**Text shown:**
============================================================
Commercial harvesters on Alaska’s Lower Yukon River netted 365,000 summer chum salmon through July 16 - 52 percent of them caught in dip nets.
Former Alaska Department of Fish and Game employee Gene Sandone, who proposed using dip nets early in the summer run, so that king salmon could be released unharmed, says he is flabbergasted with the success of the fishery. Sandone is a fisheries consultant for Kwik’Pak Fisheries at Emmonak, and proposed a test fishery last summer using dip nets for openers where the harvest of those Yukon kings was illegal. He said he hadn’t counted on the ingenuity of some fishermen, who tied more than one dip net to their boat and drifted with the tide, catching a lot of fish.
Kwik’Pak sales manager Jack Schultheis, who oversees operations at Emmonak, also was elated. The 2.2 million pounds catch of summer chum is the most summer chum the company has ever done and over half of that was dip net caught, he said.
About half the catch is processed as vacuum packed fillets and is shipped to Europe. The other half – headed and gutted – goes to domestic and European companies for reprocessing as portions or steaks for retail markets.
The overall impact of introducing the dip net fishery was that more harvesters were able to start fishing earlier and because of the steady catch, it was quite a labor field day for other company workers, he said.
July 15 was the last opener for the summer chum run and harvesters are now fishing for the Yukon River fall chum run, fish with a higher oil content that get a higher price. And with the demand up for those Yukon River chum, Schultheis said the company is getting a better price for a couple of reasons. One is the higher price of sockeye salmon, he said, buyers were looking for other high quality salmon that will come in under the price of sockeyes. The other reason is that when buyers realized the Bristol Bay harvest wasn’t going to reach 25 million fish this year, that set the tone for sales activity for the chums to pick up, he said. In some cases, the company was even able to run two shifts—a bonus for Lower Yukon communities where commercial fishing is the mainstay of the local economy.
============================================================
**To do:**
A. For each statement, say yes or no according to the Yukon salmon article, and quote the words that decide it. (i) Sandone proposed dip nets so king salmon could be released unharmed. (ii) All of the catch is shipped to Europe as vacuum packed fillets. (iii) Fall chum have a lower oil content than summer chum.
B. Please write out the Yukon salmon article word for word, beginning at the words "Kwik’Pak sales manager" and stopping after "caught, he said.".
The records have no connection to the Yukon salmon article.

(Saved entries)
============================================================
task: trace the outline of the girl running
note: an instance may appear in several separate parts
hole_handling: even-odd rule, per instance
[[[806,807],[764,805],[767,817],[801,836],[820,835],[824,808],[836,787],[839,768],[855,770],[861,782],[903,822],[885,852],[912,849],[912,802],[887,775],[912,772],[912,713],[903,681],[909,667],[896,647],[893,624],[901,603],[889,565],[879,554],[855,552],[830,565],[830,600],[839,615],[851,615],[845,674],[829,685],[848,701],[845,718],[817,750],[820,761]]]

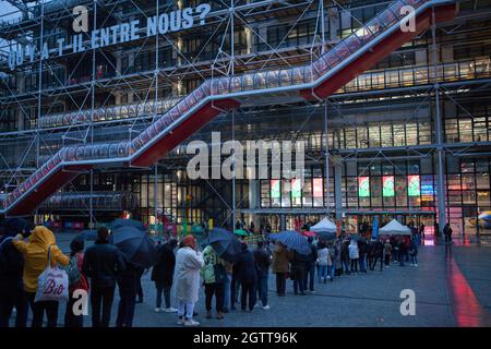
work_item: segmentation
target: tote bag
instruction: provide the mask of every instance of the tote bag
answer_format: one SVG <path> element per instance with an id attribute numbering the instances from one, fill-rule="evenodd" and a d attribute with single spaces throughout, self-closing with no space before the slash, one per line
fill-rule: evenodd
============================================================
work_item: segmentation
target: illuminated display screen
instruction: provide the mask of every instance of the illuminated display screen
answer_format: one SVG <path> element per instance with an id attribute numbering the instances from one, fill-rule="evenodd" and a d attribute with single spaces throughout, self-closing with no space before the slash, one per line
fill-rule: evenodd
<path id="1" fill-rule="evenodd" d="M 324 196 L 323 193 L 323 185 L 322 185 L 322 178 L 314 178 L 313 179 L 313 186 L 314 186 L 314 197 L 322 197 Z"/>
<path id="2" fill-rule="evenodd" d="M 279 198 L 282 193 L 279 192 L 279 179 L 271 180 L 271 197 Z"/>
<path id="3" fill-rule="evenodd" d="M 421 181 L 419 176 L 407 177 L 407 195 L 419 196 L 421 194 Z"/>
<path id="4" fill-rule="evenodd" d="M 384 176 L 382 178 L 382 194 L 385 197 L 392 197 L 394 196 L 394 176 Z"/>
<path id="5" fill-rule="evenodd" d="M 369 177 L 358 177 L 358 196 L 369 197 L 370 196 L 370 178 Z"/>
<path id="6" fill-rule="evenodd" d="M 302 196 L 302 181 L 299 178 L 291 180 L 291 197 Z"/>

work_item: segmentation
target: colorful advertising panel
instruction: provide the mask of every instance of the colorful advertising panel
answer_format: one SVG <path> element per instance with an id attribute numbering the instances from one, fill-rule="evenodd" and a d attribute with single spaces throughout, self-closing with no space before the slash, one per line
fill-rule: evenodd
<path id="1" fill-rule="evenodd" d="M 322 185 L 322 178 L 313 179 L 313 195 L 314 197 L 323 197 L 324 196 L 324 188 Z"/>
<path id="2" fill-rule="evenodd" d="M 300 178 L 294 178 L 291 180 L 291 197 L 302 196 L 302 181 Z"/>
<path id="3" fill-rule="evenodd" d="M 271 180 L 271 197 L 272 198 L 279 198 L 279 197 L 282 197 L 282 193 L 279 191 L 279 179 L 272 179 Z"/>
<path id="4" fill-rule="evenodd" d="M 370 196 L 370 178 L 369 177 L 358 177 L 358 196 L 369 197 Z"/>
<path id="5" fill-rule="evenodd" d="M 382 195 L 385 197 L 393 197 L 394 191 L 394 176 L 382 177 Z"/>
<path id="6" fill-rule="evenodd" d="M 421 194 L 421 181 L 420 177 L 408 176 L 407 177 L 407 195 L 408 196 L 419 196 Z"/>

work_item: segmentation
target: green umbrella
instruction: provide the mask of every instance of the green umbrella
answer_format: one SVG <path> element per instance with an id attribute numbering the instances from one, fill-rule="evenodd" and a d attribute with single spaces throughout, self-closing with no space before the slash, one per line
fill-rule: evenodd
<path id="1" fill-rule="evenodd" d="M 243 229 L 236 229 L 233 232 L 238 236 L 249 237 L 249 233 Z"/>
============================================================
**Expected results:**
A.
(i) Yes: "who proposed using dip nets early in the summer run, so that king salmon could be released unharmed"
(ii) No: "About half the catch is processed as vacuum packed fillets and is shipped to Europe."
(iii) No: "fish with a higher oil content that get a higher price"

B.
Kwik’Pak sales manager Jack Schultheis, who oversees operations at Emmonak, also was elated. The 2.2 million pounds catch of summer chum is the most summer chum the company has ever done and over half of that was dip net caught, he said.